DOCUMENT PASSAGE
----------------------------------------

Ford explained that she had considered contacting Kavanaugh directly. “That’s quite an idea,” Robbins replied.

From her car in the drugstore parking lot, Ford also talked to lawyers at Katz, Marshall & Banks, a boutique Washington firm that handles whistleblower and employment matters. The Katz firm had been suggested by Feinstein’s office. Its lead partner, Debra Katz, had featured prominently in a legal network founded by the National Women’s Law Center, a nonprofit organization focused on gender equity, to represent women and girls facing sexual harassment and gender discrimination in the early days of the #MeToo movement in 2017. The conversation went well enough that Ford agreed to meet Katz and Lisa Banks, her longtime legal partner, a few days later.

It was cloudy and humid on the evening of August 6 in Linthicum Heights, Maryland, when the three got together at an airport Hilton. Katz, a slim, intense attorney with close-cropped dark hair who had been visiting her father in Florida, flew into the nearby Baltimore/Washington International Airport. Katz, who was known for speaking her mind, was the more assertive of the two. Banks, a brunette with softer features who drove to the hotel straight from Washington, tended to be the more conciliatory voice.

Katz and Banks had reserved a nondescript fourth-floor conference room. Over coffee, they gave Ford a brief overview of the type of law they practiced. They also talked through Ford’s memories and motivations. Because of the heightened concerns about the future of the Supreme Court and the treatment of women, it was clear that the national reaction to Ford’s recollection could be explosive.

The lawyers found Ford entirely believable. Her conviction that the incident had happened and that the perpetrator was Kavanaugh was unshakable. Her memory of the layout of the house and other details was intricate. That Ford had met Kavanaugh on prior occasions and knew his face, they felt, gave her memory additional power. It was much less likely for a sexual assault victim to be confused about her attacker’s identity if she had met that person before.

----------------------------------------

PROBLEMS TO WORK ON
a – List every person named in the passage about Ford's meeting with her lawyers. Don't count names that appear only in the law firm's name.
b – In the passage about Ford's meeting with her lawyers, where did Ford, Katz and Banks get together on August 6?
c – Proceed with the passage about Ford's meeting with her lawyers, starting after its last sentence.
These items come from a different source than the passage.

Stored items from a collection
----------------------------------------

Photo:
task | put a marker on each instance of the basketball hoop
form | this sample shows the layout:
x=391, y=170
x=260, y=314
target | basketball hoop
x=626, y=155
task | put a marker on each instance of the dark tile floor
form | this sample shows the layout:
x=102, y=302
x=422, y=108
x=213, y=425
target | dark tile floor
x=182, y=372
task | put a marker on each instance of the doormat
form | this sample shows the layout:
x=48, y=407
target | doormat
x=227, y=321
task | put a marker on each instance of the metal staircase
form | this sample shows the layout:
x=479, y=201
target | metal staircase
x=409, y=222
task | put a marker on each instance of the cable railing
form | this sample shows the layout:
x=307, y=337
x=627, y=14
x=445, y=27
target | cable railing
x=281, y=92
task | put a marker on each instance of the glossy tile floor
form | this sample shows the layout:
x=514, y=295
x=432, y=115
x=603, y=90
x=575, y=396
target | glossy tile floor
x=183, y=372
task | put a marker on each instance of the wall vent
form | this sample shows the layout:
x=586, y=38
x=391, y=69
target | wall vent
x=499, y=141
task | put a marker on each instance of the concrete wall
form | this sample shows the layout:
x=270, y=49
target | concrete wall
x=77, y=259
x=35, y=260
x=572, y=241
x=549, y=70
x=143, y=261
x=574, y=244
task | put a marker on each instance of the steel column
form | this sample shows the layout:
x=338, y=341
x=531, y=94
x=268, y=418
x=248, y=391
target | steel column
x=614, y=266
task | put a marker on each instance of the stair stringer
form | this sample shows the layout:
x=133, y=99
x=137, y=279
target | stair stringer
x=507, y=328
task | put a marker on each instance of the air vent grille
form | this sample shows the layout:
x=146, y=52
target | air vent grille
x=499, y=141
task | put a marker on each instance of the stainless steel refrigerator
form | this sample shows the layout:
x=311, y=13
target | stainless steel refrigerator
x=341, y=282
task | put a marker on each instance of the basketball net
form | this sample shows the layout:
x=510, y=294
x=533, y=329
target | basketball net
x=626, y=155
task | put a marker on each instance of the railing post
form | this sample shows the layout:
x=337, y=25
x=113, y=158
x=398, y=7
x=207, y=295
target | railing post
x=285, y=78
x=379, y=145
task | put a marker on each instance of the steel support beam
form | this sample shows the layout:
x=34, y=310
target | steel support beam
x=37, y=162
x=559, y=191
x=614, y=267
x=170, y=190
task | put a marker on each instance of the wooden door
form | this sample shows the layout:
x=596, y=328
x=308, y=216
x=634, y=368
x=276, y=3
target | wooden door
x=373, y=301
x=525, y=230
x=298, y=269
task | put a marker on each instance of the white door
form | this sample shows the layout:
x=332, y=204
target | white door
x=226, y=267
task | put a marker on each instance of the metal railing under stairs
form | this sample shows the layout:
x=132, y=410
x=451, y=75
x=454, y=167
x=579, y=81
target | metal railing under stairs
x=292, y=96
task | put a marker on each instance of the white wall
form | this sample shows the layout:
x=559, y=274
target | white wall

----------------------------------------

ANSWER SECTION
a – Ford, Robbins, Kavanaugh, Feinstein, Debra Katz, Lisa Banks

b – At an airport Hilton in Linthicum Heights, Maryland.

c –
Partway through the meeting with Ford, Katz and Banks stepped out of the room to confer. Ford had a strong case, they felt, and she would need experienced counsel. Though it had the potential to be a significant drain on their time, they wanted to help her, and were willing to do it pro bono, given how expensive the bills could eventually be.

Katz and Banks returned to the room and offered to represent Ford, who accepted. They arranged a polygraph test for the next day.


On August 7, a former FBI agent named Jeremiah Hanafin arrived at the Hilton with a Dell Inspiron notebook computer, an arm cuff for measuring heart rate, and a pneumograph for tracking chest activity. He greeted Ford and Banks, who had reconvened in a separate but similar conference room. The three talked at length about Ford’s recollections of Kavanaugh. Then Hanafin asked Ford to provide a written account of those memories and left her alone with Banks.

Ford filled a legal-pad page with her account, pinpointing the same details she had given Feinstein. When Hanafin returned, she signed the statement “Christine Blasey,” in a sloping cursive; the former FBI agent would use the document as the basis for asking questions. Then Banks left the room and sat in the hallway while Hanafin talked to Ford one-on-one.

Their conversation and the polygraph that was administered afterward made for a strenuous experience. Having just attended the funeral of her grandmother, who had died at age one hundred after a stint in hospice, Ford had only one night in the Washington area before flying to visit her husband Russell’s family in Manchester, New Hampshire. The test took far longer than she had expected and seemed to cover her whole life story. It was painful to relive the Kavanaugh experience in such detail.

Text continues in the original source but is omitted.